# TASK
Count the lines in the entries below that contain the string "lights", treating uppercase and lowercase as different, and reply with only that number.

# DATA SECTION
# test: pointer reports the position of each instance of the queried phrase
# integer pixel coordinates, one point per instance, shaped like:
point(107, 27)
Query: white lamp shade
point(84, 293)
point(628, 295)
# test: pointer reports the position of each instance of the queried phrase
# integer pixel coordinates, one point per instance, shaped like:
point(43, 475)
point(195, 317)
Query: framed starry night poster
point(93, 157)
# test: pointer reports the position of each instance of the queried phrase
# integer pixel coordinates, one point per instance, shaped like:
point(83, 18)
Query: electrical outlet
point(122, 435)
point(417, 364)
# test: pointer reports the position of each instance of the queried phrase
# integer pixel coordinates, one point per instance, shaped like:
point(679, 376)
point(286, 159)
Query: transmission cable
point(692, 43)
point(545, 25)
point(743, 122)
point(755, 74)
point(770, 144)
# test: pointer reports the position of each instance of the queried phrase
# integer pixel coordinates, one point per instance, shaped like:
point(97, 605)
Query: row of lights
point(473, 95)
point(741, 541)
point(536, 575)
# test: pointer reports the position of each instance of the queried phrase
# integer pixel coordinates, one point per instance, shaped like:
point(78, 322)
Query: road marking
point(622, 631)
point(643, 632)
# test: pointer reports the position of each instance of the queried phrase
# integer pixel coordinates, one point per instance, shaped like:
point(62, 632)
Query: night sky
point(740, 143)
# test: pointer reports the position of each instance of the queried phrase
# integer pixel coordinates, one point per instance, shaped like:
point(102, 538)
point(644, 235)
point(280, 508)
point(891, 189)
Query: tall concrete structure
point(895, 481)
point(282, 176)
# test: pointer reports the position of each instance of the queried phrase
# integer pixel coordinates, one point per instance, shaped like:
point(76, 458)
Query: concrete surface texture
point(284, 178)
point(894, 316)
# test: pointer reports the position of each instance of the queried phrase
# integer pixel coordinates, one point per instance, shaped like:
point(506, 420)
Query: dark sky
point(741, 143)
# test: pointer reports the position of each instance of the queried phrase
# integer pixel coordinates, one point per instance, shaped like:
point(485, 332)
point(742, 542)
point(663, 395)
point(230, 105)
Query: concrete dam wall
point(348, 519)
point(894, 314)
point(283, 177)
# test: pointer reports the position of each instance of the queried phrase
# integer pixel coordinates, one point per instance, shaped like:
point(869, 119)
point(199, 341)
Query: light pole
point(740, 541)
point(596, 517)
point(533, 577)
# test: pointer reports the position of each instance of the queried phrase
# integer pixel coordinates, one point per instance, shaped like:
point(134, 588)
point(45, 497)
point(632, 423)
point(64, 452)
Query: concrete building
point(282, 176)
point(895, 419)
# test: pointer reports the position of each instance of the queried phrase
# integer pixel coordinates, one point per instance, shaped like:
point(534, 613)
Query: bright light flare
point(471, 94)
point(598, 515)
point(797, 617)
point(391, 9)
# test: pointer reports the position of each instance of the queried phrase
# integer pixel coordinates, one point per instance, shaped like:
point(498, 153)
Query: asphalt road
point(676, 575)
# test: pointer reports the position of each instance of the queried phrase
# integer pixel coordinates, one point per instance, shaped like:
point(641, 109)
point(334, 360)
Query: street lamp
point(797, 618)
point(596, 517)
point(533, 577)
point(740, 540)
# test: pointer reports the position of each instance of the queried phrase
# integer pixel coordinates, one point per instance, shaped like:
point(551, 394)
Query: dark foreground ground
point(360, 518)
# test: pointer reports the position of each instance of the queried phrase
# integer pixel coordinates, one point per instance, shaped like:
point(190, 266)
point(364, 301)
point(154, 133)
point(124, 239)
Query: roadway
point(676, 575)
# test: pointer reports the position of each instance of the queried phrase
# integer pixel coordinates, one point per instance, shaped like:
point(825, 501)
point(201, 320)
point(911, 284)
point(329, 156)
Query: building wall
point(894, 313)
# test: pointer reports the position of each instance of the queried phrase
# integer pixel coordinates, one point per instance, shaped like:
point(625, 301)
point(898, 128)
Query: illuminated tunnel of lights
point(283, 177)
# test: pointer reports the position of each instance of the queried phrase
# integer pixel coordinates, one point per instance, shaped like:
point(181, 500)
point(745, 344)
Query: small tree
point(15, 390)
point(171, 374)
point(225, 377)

# EXERCISE RESPONSE
2